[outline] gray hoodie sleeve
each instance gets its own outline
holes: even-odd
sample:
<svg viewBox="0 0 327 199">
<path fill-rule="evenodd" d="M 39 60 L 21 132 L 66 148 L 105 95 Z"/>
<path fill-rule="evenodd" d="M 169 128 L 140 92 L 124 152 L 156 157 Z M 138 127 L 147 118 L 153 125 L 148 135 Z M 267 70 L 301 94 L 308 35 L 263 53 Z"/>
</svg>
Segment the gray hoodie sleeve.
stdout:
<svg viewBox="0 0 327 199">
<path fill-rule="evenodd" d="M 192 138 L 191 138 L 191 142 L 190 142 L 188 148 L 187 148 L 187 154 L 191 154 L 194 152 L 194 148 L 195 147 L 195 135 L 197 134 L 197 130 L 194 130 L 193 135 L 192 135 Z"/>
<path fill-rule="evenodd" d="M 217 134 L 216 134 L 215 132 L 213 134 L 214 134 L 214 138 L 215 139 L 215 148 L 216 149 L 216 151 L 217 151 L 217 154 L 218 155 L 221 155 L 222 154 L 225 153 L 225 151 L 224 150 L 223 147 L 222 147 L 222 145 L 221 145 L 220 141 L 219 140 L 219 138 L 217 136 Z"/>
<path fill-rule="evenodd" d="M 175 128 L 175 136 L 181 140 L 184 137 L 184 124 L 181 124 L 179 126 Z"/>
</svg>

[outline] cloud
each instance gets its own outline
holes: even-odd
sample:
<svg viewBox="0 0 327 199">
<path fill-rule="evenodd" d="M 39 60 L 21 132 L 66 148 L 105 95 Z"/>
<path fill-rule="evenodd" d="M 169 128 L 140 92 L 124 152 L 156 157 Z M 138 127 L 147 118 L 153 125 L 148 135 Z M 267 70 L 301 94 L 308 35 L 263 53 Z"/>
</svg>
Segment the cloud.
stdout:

################

OBJECTIVE: Rewrite every line of the records above as a Markdown table with two columns, Row and Line. Number the rows in order and skip blank lines.

EXERCISE OUTPUT:
| Row | Line |
|---|---|
| 1 | [outline] gray hoodie sleeve |
| 2 | each instance gets its own outline |
| 3 | holes: even-odd |
| 4 | sample: |
| 5 | <svg viewBox="0 0 327 199"> |
| 6 | <path fill-rule="evenodd" d="M 39 60 L 21 132 L 66 148 L 105 95 Z"/> |
| 7 | <path fill-rule="evenodd" d="M 169 128 L 140 92 L 124 152 L 156 157 Z M 138 127 L 147 118 L 153 125 L 148 135 Z M 267 70 L 301 94 L 308 35 L 263 53 Z"/> |
| 8 | </svg> |
| 9 | Segment the gray hoodie sleeve. |
| 10 | stdout: |
| 11 | <svg viewBox="0 0 327 199"> |
| 12 | <path fill-rule="evenodd" d="M 192 138 L 191 138 L 191 142 L 190 142 L 188 148 L 187 148 L 187 154 L 191 154 L 194 152 L 194 148 L 195 147 L 195 135 L 197 134 L 197 130 L 194 130 L 193 135 L 192 135 Z"/> |
| 13 | <path fill-rule="evenodd" d="M 217 134 L 216 134 L 215 132 L 213 134 L 214 134 L 214 138 L 215 139 L 215 148 L 216 149 L 216 151 L 217 151 L 217 154 L 218 155 L 221 155 L 222 154 L 225 153 L 225 151 L 224 150 L 223 147 L 222 147 L 222 145 L 221 145 L 220 141 L 219 140 L 219 138 L 217 136 Z"/> |
| 14 | <path fill-rule="evenodd" d="M 175 128 L 175 136 L 181 140 L 184 137 L 184 124 L 181 124 L 179 126 Z"/> |
| 15 | </svg> |
| 16 | [outline] cloud |
| 17 | each instance gets its own outline |
| 18 | holes: even-odd |
| 19 | sample: |
| 20 | <svg viewBox="0 0 327 199"> |
| 21 | <path fill-rule="evenodd" d="M 39 60 L 21 132 L 66 148 L 105 95 Z"/> |
| 22 | <path fill-rule="evenodd" d="M 169 128 L 140 92 L 124 152 L 156 157 Z M 138 127 L 147 118 L 153 125 L 148 135 Z M 267 70 L 301 94 L 308 35 L 263 53 Z"/> |
| 23 | </svg> |
| 24 | Segment the cloud. |
| 25 | stdout: |